▸ WHAT YOU ARE ASKED TO DO: Where a line holds the word "building", copy it from the records.
____________
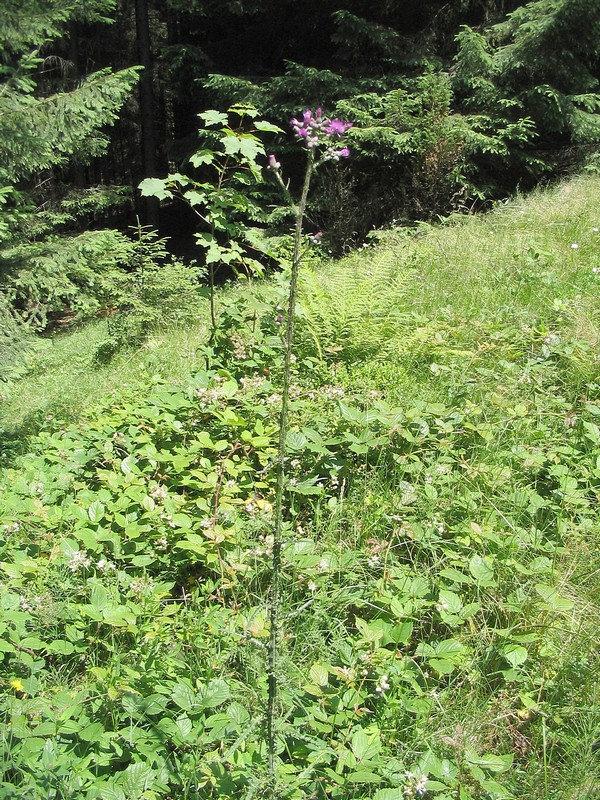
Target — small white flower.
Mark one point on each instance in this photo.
(79, 561)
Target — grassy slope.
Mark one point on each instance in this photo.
(498, 315)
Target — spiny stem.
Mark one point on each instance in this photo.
(273, 688)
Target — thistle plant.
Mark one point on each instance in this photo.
(323, 139)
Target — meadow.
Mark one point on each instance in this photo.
(439, 577)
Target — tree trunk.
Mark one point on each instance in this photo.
(146, 89)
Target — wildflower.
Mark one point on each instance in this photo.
(141, 586)
(337, 128)
(105, 566)
(333, 154)
(15, 527)
(159, 492)
(416, 785)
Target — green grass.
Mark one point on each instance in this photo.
(460, 475)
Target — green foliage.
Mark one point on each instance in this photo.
(350, 314)
(41, 271)
(62, 274)
(224, 197)
(439, 568)
(153, 292)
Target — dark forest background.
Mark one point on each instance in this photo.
(454, 105)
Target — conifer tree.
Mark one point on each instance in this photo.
(41, 130)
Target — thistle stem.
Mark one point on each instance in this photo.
(274, 612)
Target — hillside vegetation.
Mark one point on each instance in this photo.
(440, 565)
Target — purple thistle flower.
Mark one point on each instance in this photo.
(314, 130)
(337, 127)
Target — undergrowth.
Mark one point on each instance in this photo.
(440, 557)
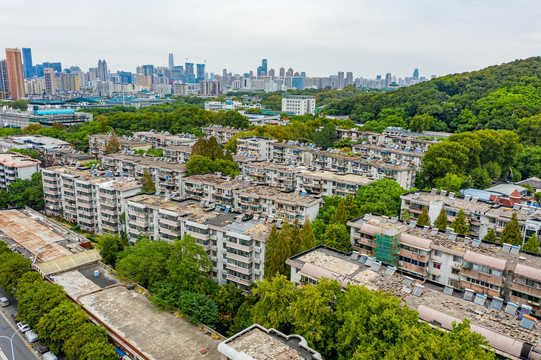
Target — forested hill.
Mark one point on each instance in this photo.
(496, 97)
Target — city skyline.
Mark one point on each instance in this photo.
(367, 39)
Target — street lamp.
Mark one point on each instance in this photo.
(11, 343)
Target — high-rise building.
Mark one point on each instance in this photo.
(200, 72)
(15, 73)
(349, 78)
(264, 66)
(27, 63)
(4, 82)
(189, 73)
(102, 72)
(48, 77)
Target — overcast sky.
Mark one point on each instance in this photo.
(319, 37)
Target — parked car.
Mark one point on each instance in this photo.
(23, 326)
(49, 356)
(41, 347)
(31, 336)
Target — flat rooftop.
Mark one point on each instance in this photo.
(31, 234)
(158, 334)
(287, 198)
(17, 160)
(85, 174)
(349, 268)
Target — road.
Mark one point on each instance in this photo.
(7, 328)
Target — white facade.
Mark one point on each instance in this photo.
(298, 104)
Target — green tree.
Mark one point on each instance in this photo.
(490, 236)
(200, 165)
(313, 315)
(109, 246)
(511, 232)
(532, 245)
(198, 308)
(337, 236)
(441, 221)
(148, 183)
(186, 262)
(459, 225)
(325, 137)
(272, 309)
(113, 145)
(423, 219)
(145, 263)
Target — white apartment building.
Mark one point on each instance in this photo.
(298, 104)
(15, 166)
(222, 133)
(243, 196)
(166, 175)
(87, 198)
(481, 215)
(257, 148)
(235, 243)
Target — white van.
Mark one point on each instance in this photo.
(49, 356)
(31, 336)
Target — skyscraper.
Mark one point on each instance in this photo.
(15, 73)
(264, 66)
(200, 72)
(101, 72)
(27, 63)
(4, 82)
(48, 77)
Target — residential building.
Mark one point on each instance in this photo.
(166, 176)
(15, 73)
(221, 133)
(509, 335)
(97, 144)
(27, 63)
(164, 139)
(259, 343)
(481, 215)
(86, 197)
(449, 259)
(258, 148)
(298, 104)
(235, 243)
(14, 166)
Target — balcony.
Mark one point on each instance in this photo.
(238, 280)
(239, 246)
(238, 269)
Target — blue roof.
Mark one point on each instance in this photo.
(54, 112)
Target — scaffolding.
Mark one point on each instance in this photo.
(386, 247)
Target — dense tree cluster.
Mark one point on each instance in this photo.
(359, 323)
(497, 97)
(285, 243)
(207, 156)
(59, 323)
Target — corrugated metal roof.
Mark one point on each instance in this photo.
(66, 263)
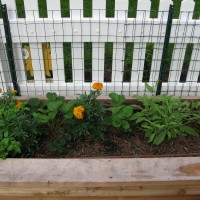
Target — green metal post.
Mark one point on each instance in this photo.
(165, 48)
(9, 48)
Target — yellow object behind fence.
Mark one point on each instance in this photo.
(28, 60)
(46, 57)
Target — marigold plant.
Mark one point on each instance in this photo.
(14, 91)
(19, 103)
(97, 86)
(79, 112)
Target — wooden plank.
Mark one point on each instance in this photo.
(121, 178)
(135, 170)
(104, 198)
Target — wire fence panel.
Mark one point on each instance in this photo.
(67, 54)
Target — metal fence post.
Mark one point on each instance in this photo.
(165, 48)
(9, 48)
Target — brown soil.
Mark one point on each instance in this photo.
(126, 145)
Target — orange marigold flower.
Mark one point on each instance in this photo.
(19, 103)
(97, 86)
(14, 91)
(79, 112)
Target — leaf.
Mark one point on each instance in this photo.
(40, 117)
(52, 115)
(159, 138)
(51, 96)
(60, 141)
(151, 138)
(54, 105)
(125, 125)
(69, 115)
(149, 88)
(188, 130)
(43, 111)
(34, 102)
(140, 98)
(64, 108)
(146, 126)
(116, 122)
(60, 98)
(52, 147)
(117, 99)
(127, 111)
(140, 120)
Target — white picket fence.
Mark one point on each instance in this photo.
(99, 29)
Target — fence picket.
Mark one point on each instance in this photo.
(78, 63)
(31, 9)
(57, 63)
(11, 8)
(98, 51)
(5, 79)
(158, 47)
(53, 9)
(20, 69)
(37, 63)
(121, 8)
(186, 13)
(143, 12)
(99, 9)
(187, 8)
(194, 68)
(76, 9)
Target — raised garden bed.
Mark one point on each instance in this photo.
(110, 179)
(148, 150)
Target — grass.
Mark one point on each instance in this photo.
(87, 4)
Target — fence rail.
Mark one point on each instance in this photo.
(99, 31)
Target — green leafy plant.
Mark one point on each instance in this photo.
(18, 131)
(90, 123)
(49, 112)
(52, 114)
(122, 114)
(163, 117)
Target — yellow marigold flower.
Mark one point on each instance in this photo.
(79, 112)
(97, 86)
(19, 103)
(14, 91)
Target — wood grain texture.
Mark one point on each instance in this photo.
(126, 178)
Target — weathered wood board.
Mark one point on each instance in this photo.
(109, 179)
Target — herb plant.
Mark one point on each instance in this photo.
(163, 117)
(18, 131)
(122, 114)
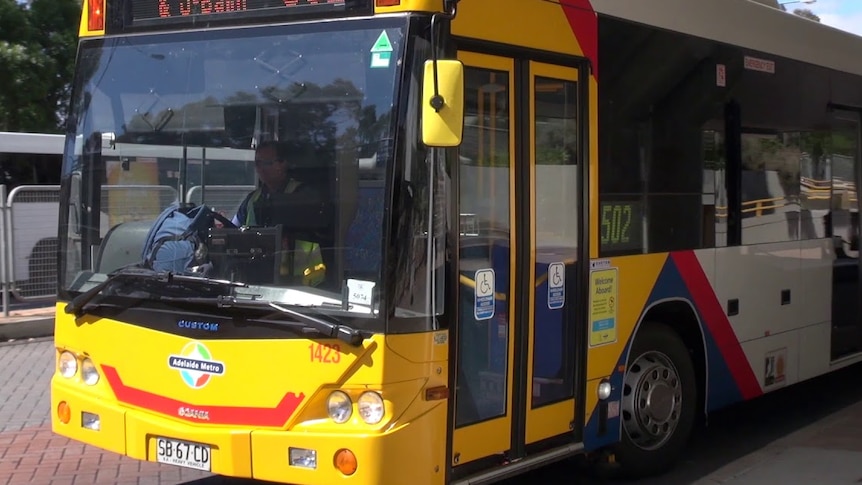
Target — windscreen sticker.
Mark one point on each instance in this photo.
(360, 291)
(381, 52)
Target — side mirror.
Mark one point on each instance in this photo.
(443, 123)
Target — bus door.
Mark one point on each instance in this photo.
(554, 209)
(845, 227)
(519, 205)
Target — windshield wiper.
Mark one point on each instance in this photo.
(323, 324)
(76, 306)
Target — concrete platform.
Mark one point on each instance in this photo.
(26, 323)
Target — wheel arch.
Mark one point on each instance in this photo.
(682, 317)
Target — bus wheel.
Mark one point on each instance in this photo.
(658, 402)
____________
▸ OUTPUT FOR THIS TASK:
Target — high-rise building.
Target — white apartment building.
Target — residential building.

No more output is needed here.